Pratique a leitura >>
**A.** Transcreva do trecho sobre a peça a passagem que vai de "Fo se baseou" até "em São Paulo.", incluindo esses dois extremos.
**B.** Liste todos os anos escritos em algarismos no trecho sobre a peça, na ordem em que aparecem.

Trecho do documento >>
----

Escrito em 1970, o texto de Morte Acidental de Um Anarquista tem o tom de uma farsa ao acompanhar um louco cuja doença é interpretar pessoas reais. Por causa disso, ele é detido por falsa identidade. Na delegacia, se passa por um juiz na investigação do misterioso caso do anarquista. A polícia afirma que ele teria se jogado pela janela do quarto andar. Mas a imprensa e a população acreditam que foi jogado. Na indefinição dos fatos, o louco engana a todos ao assumir diversas identidades e, brincando com o real e o irreal, desmonta o poder e acaba descobrindo a verdade encoberta por todos.

Fo se baseou em dois fatos verídicos para escrever a peça – em dezembro de 1969, ocorreu o assassinato de Giuseppe Minelli, membro de um círculo anarquista milanês. A polícia, que suspeitava ter sido ele cúmplice em atentados terroristas, informou que Minelli teria “se jogado” do 4.º andar da chefatura de polícia de Milão, algo semelhante ao que teria ocorrido com Salsedo, um emigrante italiano que teria “saltado” do 14.º andar da Policia Central de NY, em 1921.

A peça foi montada por Antonio Fagundes em 1982, um espetáculo à época catártico, pois, sete anos antes, o regime militar que dominava o País divulgou que o jornalista Vladimir Herzog havia “se enforcado” nas dependências do 2.º Exército, em São Paulo.

----

Entradas exibidas >>
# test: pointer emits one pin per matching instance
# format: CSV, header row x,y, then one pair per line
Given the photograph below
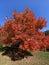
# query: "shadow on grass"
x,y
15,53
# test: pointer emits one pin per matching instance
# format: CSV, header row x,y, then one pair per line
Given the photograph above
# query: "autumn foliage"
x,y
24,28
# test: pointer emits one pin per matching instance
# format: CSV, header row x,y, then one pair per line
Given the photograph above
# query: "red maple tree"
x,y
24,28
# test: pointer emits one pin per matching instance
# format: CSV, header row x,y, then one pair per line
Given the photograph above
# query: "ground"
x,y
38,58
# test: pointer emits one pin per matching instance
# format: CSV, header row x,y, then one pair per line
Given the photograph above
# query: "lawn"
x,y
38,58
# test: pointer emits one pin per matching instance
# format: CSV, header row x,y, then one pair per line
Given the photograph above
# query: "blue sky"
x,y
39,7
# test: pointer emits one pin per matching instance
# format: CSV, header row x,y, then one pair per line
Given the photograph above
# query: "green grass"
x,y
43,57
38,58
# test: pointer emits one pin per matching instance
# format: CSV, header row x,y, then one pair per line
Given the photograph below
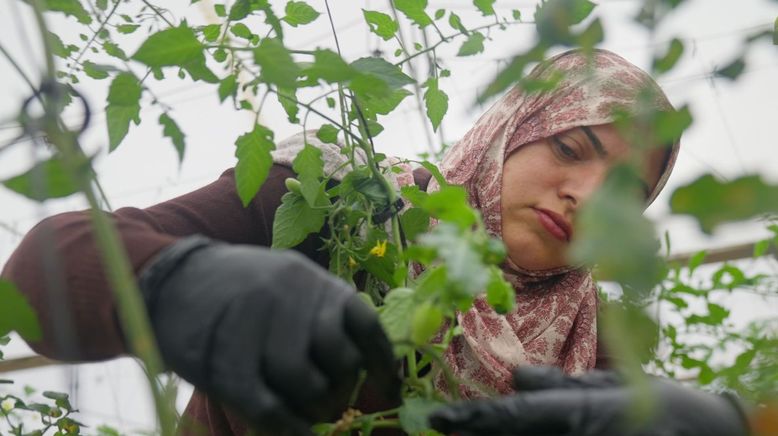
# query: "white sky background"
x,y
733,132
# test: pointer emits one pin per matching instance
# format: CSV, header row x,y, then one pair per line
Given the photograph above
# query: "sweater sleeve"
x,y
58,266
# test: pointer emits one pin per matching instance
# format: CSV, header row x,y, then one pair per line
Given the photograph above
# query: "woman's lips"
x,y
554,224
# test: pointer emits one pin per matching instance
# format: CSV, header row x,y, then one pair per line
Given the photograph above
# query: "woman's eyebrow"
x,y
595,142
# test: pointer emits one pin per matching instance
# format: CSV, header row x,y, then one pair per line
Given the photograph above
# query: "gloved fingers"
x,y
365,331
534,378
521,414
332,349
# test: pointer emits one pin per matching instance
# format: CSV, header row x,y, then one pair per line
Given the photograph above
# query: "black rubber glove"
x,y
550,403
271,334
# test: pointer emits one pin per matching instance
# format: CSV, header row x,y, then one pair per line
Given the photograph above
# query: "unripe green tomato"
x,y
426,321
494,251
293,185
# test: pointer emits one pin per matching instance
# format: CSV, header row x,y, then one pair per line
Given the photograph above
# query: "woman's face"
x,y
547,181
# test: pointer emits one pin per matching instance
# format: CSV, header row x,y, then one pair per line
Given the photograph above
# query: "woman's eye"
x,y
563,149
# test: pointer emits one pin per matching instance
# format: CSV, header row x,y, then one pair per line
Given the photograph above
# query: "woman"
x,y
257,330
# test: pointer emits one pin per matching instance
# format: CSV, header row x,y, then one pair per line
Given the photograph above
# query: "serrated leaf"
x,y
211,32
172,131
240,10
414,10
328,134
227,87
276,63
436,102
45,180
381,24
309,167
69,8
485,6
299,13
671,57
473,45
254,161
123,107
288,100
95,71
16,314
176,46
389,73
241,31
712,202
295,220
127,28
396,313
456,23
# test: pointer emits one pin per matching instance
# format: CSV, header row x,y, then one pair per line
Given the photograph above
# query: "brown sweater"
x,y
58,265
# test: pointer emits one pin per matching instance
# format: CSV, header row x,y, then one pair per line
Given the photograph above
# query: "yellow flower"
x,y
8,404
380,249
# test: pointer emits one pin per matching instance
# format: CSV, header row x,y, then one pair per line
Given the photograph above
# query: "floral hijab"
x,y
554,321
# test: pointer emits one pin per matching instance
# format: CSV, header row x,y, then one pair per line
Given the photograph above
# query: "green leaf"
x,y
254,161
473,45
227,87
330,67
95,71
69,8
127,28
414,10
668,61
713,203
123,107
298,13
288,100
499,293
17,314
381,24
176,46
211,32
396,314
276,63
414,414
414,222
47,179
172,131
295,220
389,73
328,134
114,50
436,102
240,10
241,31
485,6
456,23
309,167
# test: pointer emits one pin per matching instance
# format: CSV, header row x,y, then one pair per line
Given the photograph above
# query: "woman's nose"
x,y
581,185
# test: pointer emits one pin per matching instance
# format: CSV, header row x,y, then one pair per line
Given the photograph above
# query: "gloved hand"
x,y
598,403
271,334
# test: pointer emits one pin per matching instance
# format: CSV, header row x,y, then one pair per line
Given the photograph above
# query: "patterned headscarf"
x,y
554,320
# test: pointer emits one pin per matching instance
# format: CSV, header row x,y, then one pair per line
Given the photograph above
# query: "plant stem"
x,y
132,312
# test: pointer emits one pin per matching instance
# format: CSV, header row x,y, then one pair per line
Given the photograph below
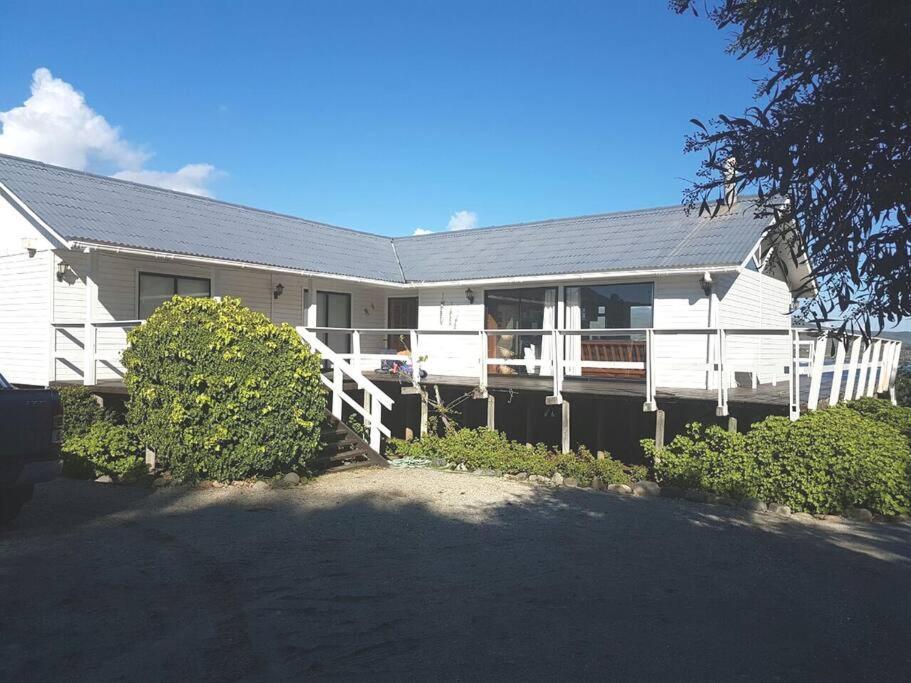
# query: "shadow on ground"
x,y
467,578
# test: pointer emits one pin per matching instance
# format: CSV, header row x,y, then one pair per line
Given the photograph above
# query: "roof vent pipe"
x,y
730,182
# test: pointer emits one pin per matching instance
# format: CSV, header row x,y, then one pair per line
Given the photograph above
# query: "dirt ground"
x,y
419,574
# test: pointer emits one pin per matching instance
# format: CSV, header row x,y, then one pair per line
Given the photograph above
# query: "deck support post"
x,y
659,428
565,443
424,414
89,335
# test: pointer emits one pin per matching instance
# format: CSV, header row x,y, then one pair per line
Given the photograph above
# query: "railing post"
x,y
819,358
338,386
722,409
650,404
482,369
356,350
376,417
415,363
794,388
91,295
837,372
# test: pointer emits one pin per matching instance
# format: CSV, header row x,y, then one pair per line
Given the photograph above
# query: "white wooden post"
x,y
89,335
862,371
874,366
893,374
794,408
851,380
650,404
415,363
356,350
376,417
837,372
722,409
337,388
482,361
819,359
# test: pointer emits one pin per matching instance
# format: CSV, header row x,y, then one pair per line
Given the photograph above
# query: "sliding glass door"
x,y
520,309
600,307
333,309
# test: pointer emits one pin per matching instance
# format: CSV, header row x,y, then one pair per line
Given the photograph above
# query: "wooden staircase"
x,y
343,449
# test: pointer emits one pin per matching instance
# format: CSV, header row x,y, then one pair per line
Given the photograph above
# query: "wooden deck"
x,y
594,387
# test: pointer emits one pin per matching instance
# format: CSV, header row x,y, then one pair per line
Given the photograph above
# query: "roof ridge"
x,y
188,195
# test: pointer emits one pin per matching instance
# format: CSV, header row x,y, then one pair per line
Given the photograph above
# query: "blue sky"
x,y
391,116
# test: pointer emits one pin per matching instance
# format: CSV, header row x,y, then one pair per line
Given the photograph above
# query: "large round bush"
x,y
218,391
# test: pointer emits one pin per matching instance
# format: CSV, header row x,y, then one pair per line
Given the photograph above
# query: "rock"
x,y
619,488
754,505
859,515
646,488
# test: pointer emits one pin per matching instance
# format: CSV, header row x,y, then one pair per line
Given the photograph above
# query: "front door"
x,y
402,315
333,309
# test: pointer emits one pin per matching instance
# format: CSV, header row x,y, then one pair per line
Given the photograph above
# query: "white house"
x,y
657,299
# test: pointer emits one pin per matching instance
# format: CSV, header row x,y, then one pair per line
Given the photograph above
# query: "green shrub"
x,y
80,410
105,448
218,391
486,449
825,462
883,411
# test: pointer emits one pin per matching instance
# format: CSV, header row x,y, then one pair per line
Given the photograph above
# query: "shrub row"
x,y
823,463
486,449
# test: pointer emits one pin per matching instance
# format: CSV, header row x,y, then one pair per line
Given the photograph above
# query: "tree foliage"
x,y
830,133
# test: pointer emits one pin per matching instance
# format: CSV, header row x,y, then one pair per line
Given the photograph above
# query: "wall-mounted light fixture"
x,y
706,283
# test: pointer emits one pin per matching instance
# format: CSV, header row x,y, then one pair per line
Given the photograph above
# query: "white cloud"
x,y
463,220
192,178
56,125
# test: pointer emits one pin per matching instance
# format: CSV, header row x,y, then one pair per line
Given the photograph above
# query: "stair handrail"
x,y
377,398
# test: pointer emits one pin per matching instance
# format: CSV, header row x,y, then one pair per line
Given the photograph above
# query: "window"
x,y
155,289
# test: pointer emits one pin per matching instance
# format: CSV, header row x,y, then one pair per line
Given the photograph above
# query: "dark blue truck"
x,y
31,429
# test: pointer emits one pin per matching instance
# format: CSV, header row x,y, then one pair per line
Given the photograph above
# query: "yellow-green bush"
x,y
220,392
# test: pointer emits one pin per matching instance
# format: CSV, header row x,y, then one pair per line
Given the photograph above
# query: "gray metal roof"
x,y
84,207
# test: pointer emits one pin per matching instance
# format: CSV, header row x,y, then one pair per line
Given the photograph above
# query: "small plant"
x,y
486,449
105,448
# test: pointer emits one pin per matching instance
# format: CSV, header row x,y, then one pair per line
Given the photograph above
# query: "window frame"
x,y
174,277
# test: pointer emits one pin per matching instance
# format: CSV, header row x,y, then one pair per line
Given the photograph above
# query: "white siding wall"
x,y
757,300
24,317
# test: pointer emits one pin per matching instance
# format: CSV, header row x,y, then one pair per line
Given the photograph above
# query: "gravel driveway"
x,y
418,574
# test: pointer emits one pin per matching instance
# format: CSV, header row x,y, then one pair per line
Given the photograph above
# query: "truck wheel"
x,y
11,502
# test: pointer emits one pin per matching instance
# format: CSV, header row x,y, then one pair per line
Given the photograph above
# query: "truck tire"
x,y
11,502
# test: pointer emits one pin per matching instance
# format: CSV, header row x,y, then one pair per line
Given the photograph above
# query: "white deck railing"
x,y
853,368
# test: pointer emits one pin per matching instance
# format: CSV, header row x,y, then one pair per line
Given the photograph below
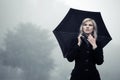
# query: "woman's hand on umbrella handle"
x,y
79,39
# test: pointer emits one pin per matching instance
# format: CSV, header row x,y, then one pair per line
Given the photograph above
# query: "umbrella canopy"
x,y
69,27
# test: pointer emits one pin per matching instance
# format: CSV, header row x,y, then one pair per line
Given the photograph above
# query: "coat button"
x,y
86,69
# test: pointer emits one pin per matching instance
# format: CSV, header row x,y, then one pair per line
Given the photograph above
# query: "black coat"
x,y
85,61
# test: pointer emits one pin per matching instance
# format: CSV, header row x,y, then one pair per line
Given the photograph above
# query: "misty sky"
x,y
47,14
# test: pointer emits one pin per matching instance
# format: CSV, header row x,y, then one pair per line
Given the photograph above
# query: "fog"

----

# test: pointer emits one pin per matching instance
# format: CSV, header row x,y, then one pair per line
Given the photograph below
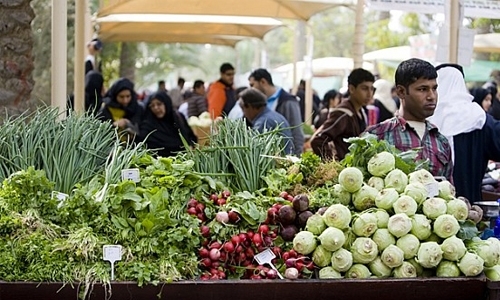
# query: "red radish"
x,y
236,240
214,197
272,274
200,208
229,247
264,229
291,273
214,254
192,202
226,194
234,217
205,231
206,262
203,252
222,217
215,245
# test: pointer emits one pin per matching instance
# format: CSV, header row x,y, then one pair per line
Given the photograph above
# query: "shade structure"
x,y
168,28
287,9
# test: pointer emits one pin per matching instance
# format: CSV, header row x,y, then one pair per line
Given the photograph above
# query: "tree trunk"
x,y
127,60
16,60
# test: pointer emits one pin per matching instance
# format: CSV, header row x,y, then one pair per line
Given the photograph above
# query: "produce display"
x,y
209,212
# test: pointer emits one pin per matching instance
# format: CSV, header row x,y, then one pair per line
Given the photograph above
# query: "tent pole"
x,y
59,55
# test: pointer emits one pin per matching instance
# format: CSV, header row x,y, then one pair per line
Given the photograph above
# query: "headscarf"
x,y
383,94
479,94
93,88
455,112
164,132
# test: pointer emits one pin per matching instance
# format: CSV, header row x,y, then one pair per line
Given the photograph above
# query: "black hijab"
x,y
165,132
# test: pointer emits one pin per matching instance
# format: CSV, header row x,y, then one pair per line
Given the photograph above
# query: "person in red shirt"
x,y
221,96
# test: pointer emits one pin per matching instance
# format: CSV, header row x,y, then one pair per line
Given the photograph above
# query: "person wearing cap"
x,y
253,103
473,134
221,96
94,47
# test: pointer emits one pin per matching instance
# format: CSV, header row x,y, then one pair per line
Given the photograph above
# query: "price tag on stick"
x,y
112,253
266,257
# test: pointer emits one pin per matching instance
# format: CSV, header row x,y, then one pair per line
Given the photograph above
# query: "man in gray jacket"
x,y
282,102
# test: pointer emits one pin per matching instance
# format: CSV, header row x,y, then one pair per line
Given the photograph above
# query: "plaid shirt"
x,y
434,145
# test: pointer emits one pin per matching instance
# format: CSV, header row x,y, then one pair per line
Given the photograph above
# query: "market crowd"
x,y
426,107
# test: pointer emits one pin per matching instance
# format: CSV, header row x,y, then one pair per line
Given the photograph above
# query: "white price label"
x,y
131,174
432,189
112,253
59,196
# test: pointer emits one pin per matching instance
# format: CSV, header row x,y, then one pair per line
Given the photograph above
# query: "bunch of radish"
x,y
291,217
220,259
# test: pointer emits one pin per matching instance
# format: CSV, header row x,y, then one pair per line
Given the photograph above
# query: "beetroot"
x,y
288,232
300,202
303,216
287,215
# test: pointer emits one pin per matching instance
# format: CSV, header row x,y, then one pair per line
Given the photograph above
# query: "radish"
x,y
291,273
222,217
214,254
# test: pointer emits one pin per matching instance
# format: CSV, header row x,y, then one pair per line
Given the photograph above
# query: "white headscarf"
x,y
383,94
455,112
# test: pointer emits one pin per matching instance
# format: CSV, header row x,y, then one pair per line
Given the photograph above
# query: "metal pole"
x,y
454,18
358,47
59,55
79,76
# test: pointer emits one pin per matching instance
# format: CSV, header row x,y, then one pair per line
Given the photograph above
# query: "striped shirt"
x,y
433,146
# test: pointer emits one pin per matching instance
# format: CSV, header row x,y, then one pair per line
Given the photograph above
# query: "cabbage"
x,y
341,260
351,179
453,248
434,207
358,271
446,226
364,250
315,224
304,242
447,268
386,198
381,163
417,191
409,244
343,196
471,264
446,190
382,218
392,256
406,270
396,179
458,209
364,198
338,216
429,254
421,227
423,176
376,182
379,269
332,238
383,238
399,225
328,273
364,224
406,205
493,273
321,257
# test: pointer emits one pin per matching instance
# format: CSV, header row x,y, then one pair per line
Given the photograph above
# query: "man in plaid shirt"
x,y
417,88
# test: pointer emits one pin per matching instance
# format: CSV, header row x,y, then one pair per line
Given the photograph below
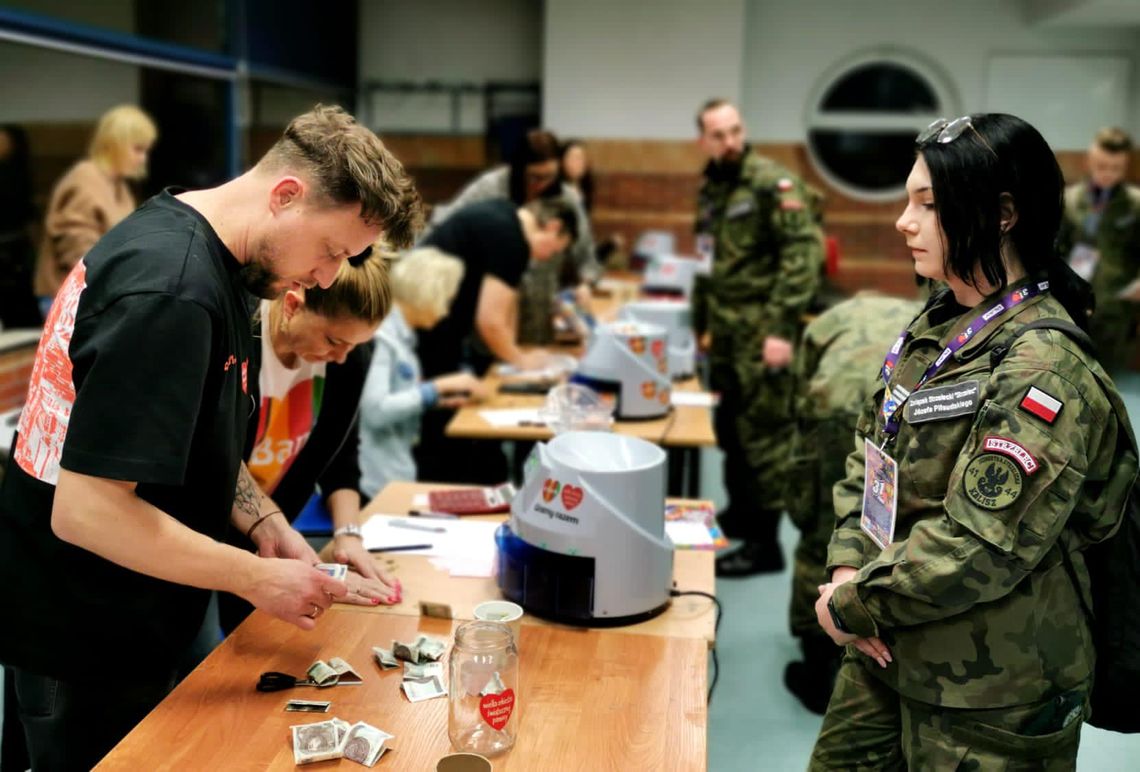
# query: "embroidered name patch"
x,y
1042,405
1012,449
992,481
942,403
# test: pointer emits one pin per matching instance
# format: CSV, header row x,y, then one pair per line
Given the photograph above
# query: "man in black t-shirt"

----

Lista de respostas >>
**A.**
Fo se baseou em dois fatos verídicos para escrever a peça – em dezembro de 1969, ocorreu o assassinato de Giuseppe Minelli, membro de um círculo anarquista milanês. A polícia, que suspeitava ter sido ele cúmplice em atentados terroristas, informou que Minelli teria “se jogado” do 4.º andar da chefatura de polícia de Milão, algo semelhante ao que teria ocorrido com Salsedo, um emigrante italiano que teria “saltado” do 14.º andar da Policia Central de NY, em 1921.

A peça foi montada por Antonio Fagundes em 1982, um espetáculo à época catártico, pois, sete anos antes, o regime militar que dominava o País divulgou que o jornalista Vladimir Herzog havia “se enforcado” nas dependências do 2.º Exército, em São Paulo.

**B.** 1970, 1969, 1921, 1982